» **Records provided**
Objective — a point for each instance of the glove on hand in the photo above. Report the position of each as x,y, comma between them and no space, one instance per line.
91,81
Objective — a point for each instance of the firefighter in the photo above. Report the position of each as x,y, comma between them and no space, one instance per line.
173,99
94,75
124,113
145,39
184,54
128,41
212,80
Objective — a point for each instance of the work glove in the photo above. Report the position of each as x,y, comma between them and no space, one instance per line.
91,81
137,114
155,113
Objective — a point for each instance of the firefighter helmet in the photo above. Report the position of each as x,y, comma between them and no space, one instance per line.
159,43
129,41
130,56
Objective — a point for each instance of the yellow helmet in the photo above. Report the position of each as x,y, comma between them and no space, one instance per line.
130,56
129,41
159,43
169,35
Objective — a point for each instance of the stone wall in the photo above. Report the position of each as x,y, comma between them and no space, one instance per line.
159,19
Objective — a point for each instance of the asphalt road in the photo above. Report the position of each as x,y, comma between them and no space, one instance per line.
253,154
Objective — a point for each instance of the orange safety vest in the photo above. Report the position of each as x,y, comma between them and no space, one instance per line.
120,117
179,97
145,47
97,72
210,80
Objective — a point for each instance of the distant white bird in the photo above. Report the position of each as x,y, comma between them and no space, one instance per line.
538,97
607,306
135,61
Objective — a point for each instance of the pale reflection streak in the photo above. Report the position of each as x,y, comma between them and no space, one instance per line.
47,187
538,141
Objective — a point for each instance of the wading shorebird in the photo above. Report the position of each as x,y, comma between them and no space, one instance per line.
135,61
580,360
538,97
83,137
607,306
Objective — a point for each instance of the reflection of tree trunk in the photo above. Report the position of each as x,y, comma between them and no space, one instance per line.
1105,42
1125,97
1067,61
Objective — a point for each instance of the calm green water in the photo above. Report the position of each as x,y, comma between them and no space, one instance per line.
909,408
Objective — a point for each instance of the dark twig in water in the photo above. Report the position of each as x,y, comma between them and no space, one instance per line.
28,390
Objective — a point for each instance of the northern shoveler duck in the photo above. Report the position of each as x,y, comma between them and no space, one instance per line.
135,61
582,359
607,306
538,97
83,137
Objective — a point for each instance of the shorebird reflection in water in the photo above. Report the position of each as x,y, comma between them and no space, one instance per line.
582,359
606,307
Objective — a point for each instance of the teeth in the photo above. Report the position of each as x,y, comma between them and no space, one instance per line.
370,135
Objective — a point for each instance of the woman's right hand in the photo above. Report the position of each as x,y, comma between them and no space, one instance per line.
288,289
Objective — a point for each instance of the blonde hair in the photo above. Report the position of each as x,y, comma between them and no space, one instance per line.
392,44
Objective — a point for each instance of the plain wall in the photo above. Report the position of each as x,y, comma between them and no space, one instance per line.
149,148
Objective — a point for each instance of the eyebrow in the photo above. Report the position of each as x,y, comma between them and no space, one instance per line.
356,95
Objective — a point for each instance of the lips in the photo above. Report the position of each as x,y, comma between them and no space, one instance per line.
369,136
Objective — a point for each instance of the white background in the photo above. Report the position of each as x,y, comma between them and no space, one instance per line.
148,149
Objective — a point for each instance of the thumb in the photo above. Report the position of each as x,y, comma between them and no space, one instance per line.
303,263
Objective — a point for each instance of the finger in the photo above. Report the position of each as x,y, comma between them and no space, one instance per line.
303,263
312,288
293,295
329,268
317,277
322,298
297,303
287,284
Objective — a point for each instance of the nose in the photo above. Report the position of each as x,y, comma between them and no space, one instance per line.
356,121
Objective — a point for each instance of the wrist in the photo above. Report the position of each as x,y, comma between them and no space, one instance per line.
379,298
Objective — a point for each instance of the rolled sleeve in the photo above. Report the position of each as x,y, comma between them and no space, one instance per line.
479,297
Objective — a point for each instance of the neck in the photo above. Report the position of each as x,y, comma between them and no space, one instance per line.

» **Directions**
Arrange all of the items above as a numbered list, omitting any blank lines.

» **Output below**
1. Objective — a point for each instance of the glove on hand in the photo above. Report the position of each as x,y, comma between them and no space, one instance per line.
2. 91,81
3. Objective — a point for each instance of the firefighter in the photo above. Report the position of each as x,y, comma between them and no space, one instance per line.
4. 173,99
5. 94,75
6. 124,113
7. 145,39
8. 184,54
9. 128,41
10. 212,80
11. Objective — a point for each instance of the work glove in the photo above. Report the position of each as x,y, comma between them and no space, one instance per line.
12. 91,81
13. 137,114
14. 155,113
15. Objective — a point for each instance of the firefighter helmet in the photo above. Report the position of each as x,y, comma between them and no space, one instance per line.
16. 159,43
17. 129,41
18. 130,56
19. Objective — a point for each instance of the yellow helmet in the photo above. Report the position of each as x,y, comma between them and no space, one instance per line.
20. 130,56
21. 129,41
22. 159,43
23. 169,35
24. Objective — a point for each instance of the stone wall in the photo above. Report the position of each as x,y, comma between them and no space, one instance per line.
25. 159,19
26. Objective — a point for each instance of the asphalt road in the photo above. Report the position of each as x,y, comma between them and no space, one instance per line.
27. 253,154
28. Objective — a point for each instance of the orange safety vest in the photo above. Report the position of each as x,y, comma between them and no space, one instance per line.
29. 120,117
30. 179,97
31. 145,47
32. 97,72
33. 210,80
34. Objective — a point for each instance of the distant white bird in the photo above. Report the position of each as x,y, comma between them and no space, one instance per line.
35. 538,97
36. 607,306
37. 135,61
38. Objective — a point for each instance of the pale reflection streak in the photo above. Report the position of each as x,y, comma between them and no space, one instance per line.
39. 47,187
40. 538,141
41. Objective — a point for each instance of the wading shorebird in the photo above. Report the position of each as x,y, comma between them and no space, one instance per line.
42. 135,61
43. 580,360
44. 538,97
45. 83,137
46. 607,306
47. Objective — a point for each instance of the reflection of tree trunk in the photo above. Report the position of each as x,y, comma between them and no space, one instance per line.
48. 1105,42
49. 1125,97
50. 1067,61
51. Objective — a point for each instance of the calm green water in the photo above. Report the position of each as x,y, comma between them and no space, one instance per line.
52. 909,408
53. Objective — a point for each instance of the dark twig in water in the photo above. Report the position of each as x,y, comma between them and no space, one instance per line.
54. 28,390
55. Objective — a point for each instance of the northern shoveler duck in the photo above. Report the position of each as x,y, comma between them and no space, one instance per line.
56. 135,61
57. 582,359
58. 607,306
59. 538,97
60. 83,137
61. Objective — a point for each instance of the shorebird reflection in water in the photo above. Report the position of each as x,y, comma between them and no space, one instance per line.
62. 582,359
63. 606,307
64. Objective — a point for each instance of the teeth in the photo above. Report the position of each as x,y, comma between them and no space, one instance per line.
65. 370,135
66. Objective — a point for each instance of the woman's right hand in the photo above. Report the position of each as x,y, comma between them and no space, one instance per line.
67. 288,289
68. Objective — a point for each instance of the blonde hair in the photo above. Report the position of each as x,y, comma between them and no space, one instance per line.
69. 392,44
70. Objective — a point for each instance of the plain wall in the photo above. Report the position of each as x,y, comma between them and no space, one instance per line.
71. 149,148
72. Objective — a point for each instance of the eyebrow in the photo above. Report the position of each as x,y, comma between them and no space, one instance per line.
73. 356,95
74. Objective — a point for each instance of the lips in the photo above. Report the position of each as x,y, comma between them and no space, one instance per line.
75. 369,136
76. Objective — a point for each instance of the white background in the photo above. Report the position of each as x,y, comma between them and no space, one instance per line.
77. 148,149
78. Objective — a point for each instance of the thumb in the photo above. Report the position of each as x,y, comma between them and no space, one instance per line.
79. 303,263
80. Objective — a point for each instance of the finger in the photo above. Report the position of each as x,y, comma between them and no space, one instance per line.
81. 303,263
82. 312,288
83. 293,295
84. 329,268
85. 317,277
86. 322,298
87. 297,303
88. 287,284
89. Objective — a point for each instance of the nose in the photo above. Report the position of each as x,y, comma between them and no space, one instance per line.
90. 356,121
91. Objective — a point for each instance of the wrist in the photo above. Report the position of each as x,y, comma between them and no space, one instance per line.
92. 379,298
93. Objective — a point for each instance of the rolled sleeve in the photo above. Report the position of each as x,y, comma between them and no space, one instance per line.
94. 479,297
95. Objective — a point for each instance of the neck in the photo above. Report the position of each as x,y, comma between them and no space, one instance per line.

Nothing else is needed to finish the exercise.